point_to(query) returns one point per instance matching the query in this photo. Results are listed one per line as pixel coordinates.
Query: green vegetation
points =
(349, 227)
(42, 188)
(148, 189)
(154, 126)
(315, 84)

=== Task objective ===
Rewrite the material above, replacing "green vegetation" with "foliage" and leaving everything else unchanged.

=== Problem solution ===
point_to(query) returns one point per instance matching the query in this photo. Results are listed one per line as pixel coordinates.
Query: foliage
points =
(349, 227)
(42, 188)
(148, 189)
(154, 126)
(315, 84)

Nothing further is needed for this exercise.